* _Problem to solve_
Could you copy every line of this listing word for word, leaving the pictures out of your answer?

* _Data records_

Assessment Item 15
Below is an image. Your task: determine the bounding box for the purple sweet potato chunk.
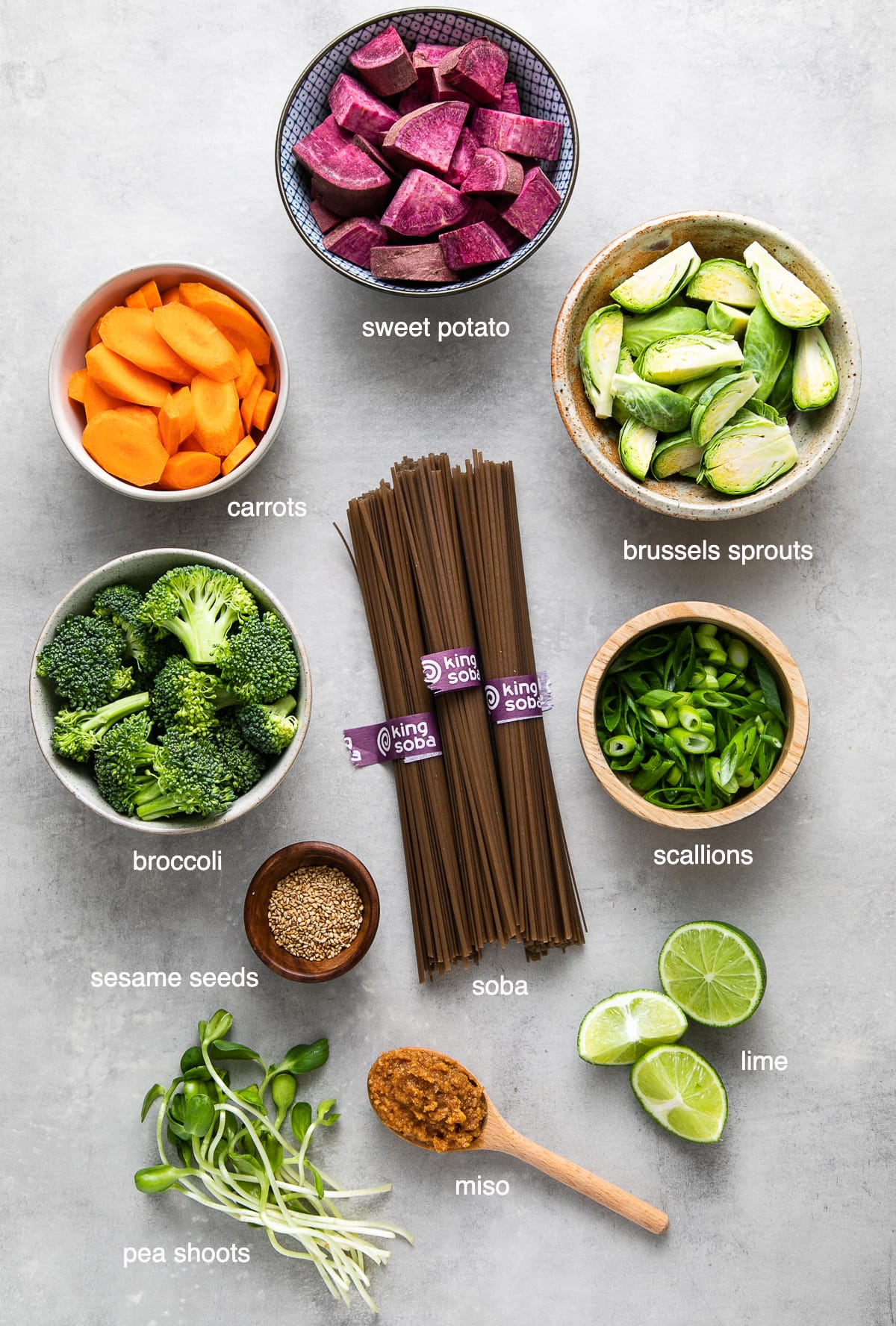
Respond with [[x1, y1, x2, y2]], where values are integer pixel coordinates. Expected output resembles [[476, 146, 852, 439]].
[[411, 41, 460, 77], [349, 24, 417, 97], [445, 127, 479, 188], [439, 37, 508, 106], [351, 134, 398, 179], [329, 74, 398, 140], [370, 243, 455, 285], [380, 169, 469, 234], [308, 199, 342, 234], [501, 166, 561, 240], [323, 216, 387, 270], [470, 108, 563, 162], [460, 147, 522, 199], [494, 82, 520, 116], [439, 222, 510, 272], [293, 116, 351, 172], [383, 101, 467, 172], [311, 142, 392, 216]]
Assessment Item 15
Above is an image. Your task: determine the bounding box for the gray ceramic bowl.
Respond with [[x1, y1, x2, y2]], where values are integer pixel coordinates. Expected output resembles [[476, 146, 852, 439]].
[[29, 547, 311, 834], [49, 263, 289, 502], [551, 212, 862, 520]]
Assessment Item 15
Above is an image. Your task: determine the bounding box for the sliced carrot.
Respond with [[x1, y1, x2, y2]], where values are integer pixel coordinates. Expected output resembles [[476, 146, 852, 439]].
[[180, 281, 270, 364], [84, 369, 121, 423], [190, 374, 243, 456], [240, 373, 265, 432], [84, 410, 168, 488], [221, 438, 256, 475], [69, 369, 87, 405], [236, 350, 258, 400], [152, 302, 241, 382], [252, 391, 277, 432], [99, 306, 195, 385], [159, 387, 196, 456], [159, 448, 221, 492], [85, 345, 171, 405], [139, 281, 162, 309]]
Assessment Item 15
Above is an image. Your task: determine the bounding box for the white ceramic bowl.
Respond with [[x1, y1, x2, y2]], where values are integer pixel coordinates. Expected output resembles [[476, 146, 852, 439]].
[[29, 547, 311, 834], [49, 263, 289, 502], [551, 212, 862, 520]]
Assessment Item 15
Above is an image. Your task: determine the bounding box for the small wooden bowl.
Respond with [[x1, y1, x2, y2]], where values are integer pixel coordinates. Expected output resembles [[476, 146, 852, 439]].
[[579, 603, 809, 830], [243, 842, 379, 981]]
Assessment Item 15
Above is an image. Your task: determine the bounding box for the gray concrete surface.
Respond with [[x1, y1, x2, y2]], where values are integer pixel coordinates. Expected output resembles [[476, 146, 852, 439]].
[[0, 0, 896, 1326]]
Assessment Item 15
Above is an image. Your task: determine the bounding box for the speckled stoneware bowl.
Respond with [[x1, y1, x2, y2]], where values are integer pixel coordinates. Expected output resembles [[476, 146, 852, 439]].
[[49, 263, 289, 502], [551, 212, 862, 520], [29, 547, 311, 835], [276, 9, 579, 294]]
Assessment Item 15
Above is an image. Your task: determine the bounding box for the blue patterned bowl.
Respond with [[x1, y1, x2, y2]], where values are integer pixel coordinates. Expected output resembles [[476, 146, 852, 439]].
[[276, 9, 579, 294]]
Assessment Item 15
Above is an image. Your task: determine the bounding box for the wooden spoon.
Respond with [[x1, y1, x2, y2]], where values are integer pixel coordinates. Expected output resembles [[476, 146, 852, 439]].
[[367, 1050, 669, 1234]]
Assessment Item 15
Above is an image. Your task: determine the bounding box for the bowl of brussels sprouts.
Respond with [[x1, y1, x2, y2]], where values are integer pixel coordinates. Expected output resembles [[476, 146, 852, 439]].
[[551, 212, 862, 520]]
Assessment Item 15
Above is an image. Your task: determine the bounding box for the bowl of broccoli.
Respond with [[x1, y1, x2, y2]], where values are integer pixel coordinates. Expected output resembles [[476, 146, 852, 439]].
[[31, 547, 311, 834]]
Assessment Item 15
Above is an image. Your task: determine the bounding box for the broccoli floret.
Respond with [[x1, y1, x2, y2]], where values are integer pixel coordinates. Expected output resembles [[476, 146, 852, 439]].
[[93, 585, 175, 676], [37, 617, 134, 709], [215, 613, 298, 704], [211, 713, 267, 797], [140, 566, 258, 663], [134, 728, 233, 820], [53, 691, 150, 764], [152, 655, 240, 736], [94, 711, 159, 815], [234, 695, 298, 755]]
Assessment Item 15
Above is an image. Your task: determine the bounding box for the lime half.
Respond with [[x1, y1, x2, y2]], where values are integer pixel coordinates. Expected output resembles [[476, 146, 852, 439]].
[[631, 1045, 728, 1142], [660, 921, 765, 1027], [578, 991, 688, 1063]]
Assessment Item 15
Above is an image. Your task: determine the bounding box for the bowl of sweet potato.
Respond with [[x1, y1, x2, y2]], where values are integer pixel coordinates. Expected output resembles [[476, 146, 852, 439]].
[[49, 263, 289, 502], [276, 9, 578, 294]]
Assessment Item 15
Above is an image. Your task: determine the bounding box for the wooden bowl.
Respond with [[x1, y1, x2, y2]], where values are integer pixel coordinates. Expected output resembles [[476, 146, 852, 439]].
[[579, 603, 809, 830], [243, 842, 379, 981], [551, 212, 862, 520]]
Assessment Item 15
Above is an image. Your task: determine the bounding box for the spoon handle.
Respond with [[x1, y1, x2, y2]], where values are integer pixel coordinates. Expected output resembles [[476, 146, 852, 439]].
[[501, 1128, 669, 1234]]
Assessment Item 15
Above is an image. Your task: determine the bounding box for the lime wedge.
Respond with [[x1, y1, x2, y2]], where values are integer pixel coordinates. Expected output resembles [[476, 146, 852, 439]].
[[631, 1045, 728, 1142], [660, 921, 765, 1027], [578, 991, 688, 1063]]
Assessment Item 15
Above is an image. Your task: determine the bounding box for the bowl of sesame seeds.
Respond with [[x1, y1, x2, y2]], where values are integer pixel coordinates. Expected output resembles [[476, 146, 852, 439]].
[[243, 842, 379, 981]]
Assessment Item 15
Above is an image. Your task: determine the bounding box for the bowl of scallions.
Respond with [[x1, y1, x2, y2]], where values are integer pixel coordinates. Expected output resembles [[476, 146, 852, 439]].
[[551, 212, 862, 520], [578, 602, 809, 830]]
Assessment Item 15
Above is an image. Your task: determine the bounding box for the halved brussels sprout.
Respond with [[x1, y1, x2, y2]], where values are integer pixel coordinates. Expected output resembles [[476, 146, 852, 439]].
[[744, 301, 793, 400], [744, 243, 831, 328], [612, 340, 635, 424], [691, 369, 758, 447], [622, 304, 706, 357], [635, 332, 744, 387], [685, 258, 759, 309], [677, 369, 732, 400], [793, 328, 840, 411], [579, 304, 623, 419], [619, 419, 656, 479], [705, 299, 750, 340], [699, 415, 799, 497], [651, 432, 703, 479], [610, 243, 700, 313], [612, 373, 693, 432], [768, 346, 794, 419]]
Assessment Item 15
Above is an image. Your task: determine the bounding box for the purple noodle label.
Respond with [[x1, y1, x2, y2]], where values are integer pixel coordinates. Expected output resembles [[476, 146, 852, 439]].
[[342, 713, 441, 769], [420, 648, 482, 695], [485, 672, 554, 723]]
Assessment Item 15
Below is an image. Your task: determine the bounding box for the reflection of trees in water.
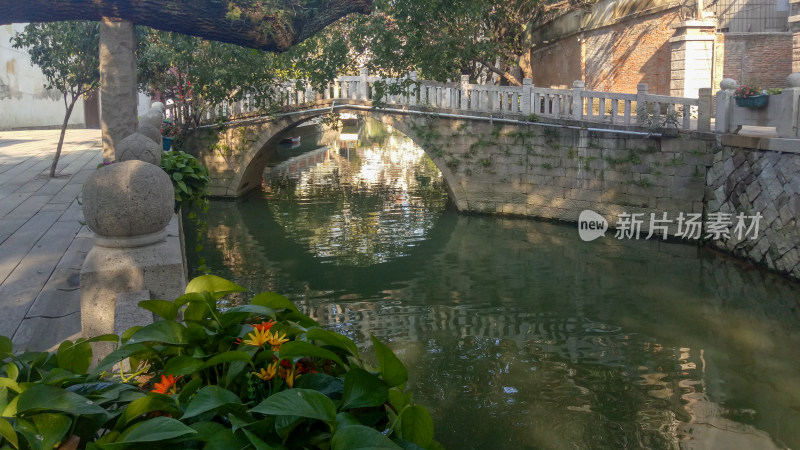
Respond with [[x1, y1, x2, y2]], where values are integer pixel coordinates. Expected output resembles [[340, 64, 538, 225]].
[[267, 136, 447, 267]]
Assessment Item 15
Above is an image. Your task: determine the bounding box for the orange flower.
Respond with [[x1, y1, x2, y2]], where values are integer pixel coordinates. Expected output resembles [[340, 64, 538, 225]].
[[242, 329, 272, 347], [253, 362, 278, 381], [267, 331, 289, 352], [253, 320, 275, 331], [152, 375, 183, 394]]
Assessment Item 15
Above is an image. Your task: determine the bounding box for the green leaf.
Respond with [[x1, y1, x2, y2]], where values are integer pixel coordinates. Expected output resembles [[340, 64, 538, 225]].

* _Output for this exercise_
Assessment Item 15
Below is an image. Your task: determine the bounding box for the purple sweet potato chunk.
Respond with [[x1, y1, x2, y2]], where values are integer pixel coordinates. Expected output resembles [[476, 146, 852, 439]].
[[411, 41, 460, 77], [349, 24, 417, 97], [445, 127, 479, 188], [439, 37, 508, 106], [351, 134, 398, 179], [329, 74, 398, 140], [370, 243, 455, 285], [380, 169, 469, 234], [308, 199, 342, 234], [501, 166, 561, 240], [323, 216, 387, 270], [470, 108, 563, 162], [460, 147, 522, 199], [494, 82, 520, 116], [439, 222, 510, 272], [293, 116, 351, 172], [383, 101, 467, 172], [311, 142, 392, 216]]
Assessment Item 15
Above is an image. Your task: determine the bounding box for the gray ceramic bowl.
Respond with [[x1, y1, x2, y2]], where values are integer pixel coordinates. Expected output resembles [[476, 146, 852, 439]].
[[29, 547, 311, 834], [49, 263, 289, 502], [551, 212, 862, 520]]
Assessment Item 15
Above is an image. Your task: determine the bounding box for the sliced carrot.
Respond with [[x1, y1, x2, y2]], where values are integer pixel coordinates. Expected output resembles [[476, 146, 852, 439]].
[[180, 281, 270, 364], [84, 369, 121, 423], [190, 374, 243, 456], [240, 373, 265, 432], [84, 410, 168, 488], [221, 438, 256, 475], [69, 369, 87, 405], [236, 350, 258, 400], [152, 302, 241, 382], [252, 391, 277, 432], [99, 306, 195, 385], [159, 387, 196, 456], [159, 448, 221, 492], [85, 345, 171, 405], [139, 281, 162, 309]]
Assessment Item 15
Above is an image. Your task: determine the bounding box for the white ceramic bowl.
Respond with [[x1, y1, x2, y2]], where values are integer pixel coordinates. Expected output resembles [[476, 146, 852, 439]].
[[29, 547, 311, 834], [49, 263, 289, 502], [551, 212, 862, 520]]
Assessment Item 15
Above is an image. Your task: determine the bounding box for the small wooden bowl.
Respond with [[x1, y1, x2, y2]], where values are integer pixel coordinates. Expected output resembles [[476, 146, 852, 439]].
[[579, 603, 809, 830], [243, 842, 379, 981]]
Assessment Item 15
Above is an image. Your task: determine the bounding box for the gray concrete surface.
Respond with [[x1, y1, x2, y2]], where values are integer pixel coordinates. Expected output resembles [[476, 146, 852, 439]].
[[0, 0, 896, 1326]]
Assessment Item 15
Above is an image. Your task: determine the bounding box for the speckled stoneware bowl.
Respond with [[x1, y1, x2, y2]], where values are integer pixel coordinates. Expected output resembles [[476, 146, 852, 439]].
[[49, 263, 289, 502], [551, 212, 862, 520], [29, 547, 311, 835], [276, 9, 579, 294]]
Assessment Item 15
Above is an image. Your task: determine the bounding box for the blue patterned bowl.
Respond with [[x1, y1, x2, y2]], where values are integer pixel coordinates. Expected output resembles [[476, 146, 852, 439]].
[[276, 9, 579, 294]]
Assessment Item 15
Above is an image. Your task: determine the bounding box for the wooden spoon.
Respond with [[x1, y1, x2, y2]], where values are integer pixel coordinates. Expected output resembles [[476, 146, 852, 439]].
[[367, 1050, 669, 1234]]
Assessment Item 15
Above is an image. Your task: determine the bounding box for the bowl of brussels sprouts.
Respond with [[x1, y1, x2, y2]], where values are integer pixel coordinates. Expected output resembles [[476, 146, 852, 439]].
[[551, 212, 862, 520]]
Assessment Item 15
Above is an image. Your task: determine the bounding box for the bowl of broccoli.
Respond with [[x1, y1, x2, y2]], where values are integer pixel coordinates. Expected output resembles [[476, 146, 852, 439]].
[[31, 547, 311, 834]]
Assessment Item 15
Above is an image. Your task: determine the bounding box for the broccoli floret.
Respond with [[x1, y1, x2, y2]], where values are integer pixel coordinates. Expected output resembles [[476, 146, 852, 439]].
[[93, 585, 175, 676], [37, 617, 134, 709], [215, 613, 298, 704], [211, 713, 267, 797], [140, 566, 258, 663], [134, 728, 233, 820], [53, 691, 150, 764], [152, 655, 240, 736], [94, 711, 159, 815], [234, 695, 298, 755]]
Assessment Item 15
Above is an image. Your task: determine the bounding box for the lime half.
Respond with [[x1, y1, x2, y2]], where values are integer pixel coordinates. Expected output resembles [[476, 146, 852, 439]].
[[631, 1045, 728, 1142], [660, 921, 765, 1027], [578, 991, 688, 1063]]
Assessment Item 15
Above is an image. Your task: determine the bounding box for the bowl of sweet potato.
Respond with [[x1, y1, x2, y2]], where values are integer pixel coordinates. Expected output resembles [[476, 146, 852, 439]].
[[49, 263, 289, 502], [276, 9, 578, 294]]
Assessment Item 15
Above is an image. Your task: determine the bounding box for the wooden bowl.
Respond with [[x1, y1, x2, y2]], where values are integer pixel coordinates. Expected output resembles [[476, 146, 852, 439]].
[[579, 603, 809, 830], [243, 842, 379, 981], [551, 212, 862, 520]]
Assessment Item 15
Above is an image. Your task: determine the bounding box for the spoon handle.
Respond with [[x1, y1, x2, y2]], where values are integer pixel coordinates. Expected output resembles [[476, 146, 852, 439]].
[[501, 1128, 669, 1234]]
Assessment Item 15
Above is an image. Your task: determine the bounding box for the lime wedge.
Respond with [[x1, y1, x2, y2]], where values are integer pixel coordinates. Expected output resembles [[476, 146, 852, 439]].
[[631, 1045, 728, 1142], [660, 921, 765, 1027], [578, 991, 688, 1063]]
Assessment Item 15
Above is an image. Your task: determine the bounding box for the bowl of sesame seeds.
Respond with [[x1, y1, x2, y2]], where values are integer pixel coordinates. Expected output resembles [[476, 146, 852, 439]].
[[243, 842, 379, 981]]
Assessment Item 15
Above is an image. Your task: determine the bounding box for the bowl of scallions.
Respond with [[x1, y1, x2, y2]], where values are integer pixel coordinates. Expected output resembles [[476, 146, 852, 439]].
[[551, 212, 862, 520], [578, 602, 809, 830]]
Assessment Item 15
Above is an image. Your task: determine the bounding box for the halved brussels sprout.
Respond with [[x1, y1, x2, y2]], where values are integer pixel coordinates. Expected output resembles [[476, 146, 852, 439]].
[[744, 301, 793, 400], [744, 243, 831, 328], [612, 340, 635, 424], [691, 369, 758, 447], [622, 304, 706, 357], [635, 332, 744, 387], [685, 258, 759, 309], [677, 369, 732, 400], [793, 328, 840, 411], [579, 304, 623, 419], [619, 419, 656, 479], [705, 299, 750, 340], [699, 415, 799, 497], [651, 432, 703, 479], [610, 243, 700, 313], [612, 373, 693, 432], [768, 346, 794, 419]]
Assessment Item 15
Above is an image. Your task: determine the bounding box for the purple noodle label.
Respond with [[x1, y1, x2, y2]], where values are integer pixel coordinates. Expected output resembles [[476, 146, 852, 439]].
[[342, 713, 441, 769], [420, 648, 482, 695], [485, 672, 554, 723]]
Assessment Item 15
Below is an image. Your task: determine the bounding box for the reflection of trees in water.
Respond with [[x1, y1, x2, y2]], where values are integer pixel coordinates. Expected output resembles [[340, 64, 538, 225]].
[[267, 136, 447, 267]]
Assessment Item 15
Above is an image. Your task: determine the bounding box for the orange flower.
Respond with [[x1, y1, x2, y2]], where values are integer pixel coordinates. Expected output resembles [[340, 64, 538, 225]].
[[242, 329, 272, 347], [253, 362, 278, 381], [267, 331, 289, 352], [253, 320, 275, 331], [152, 375, 183, 394]]
Assessment Item 15
Above is an image. Your task: determine the bounding box for the green leaf.
Respond with [[x1, y1, x2, y2]], where values are integer pixel coordinates. Expected output resembles [[340, 64, 538, 225]].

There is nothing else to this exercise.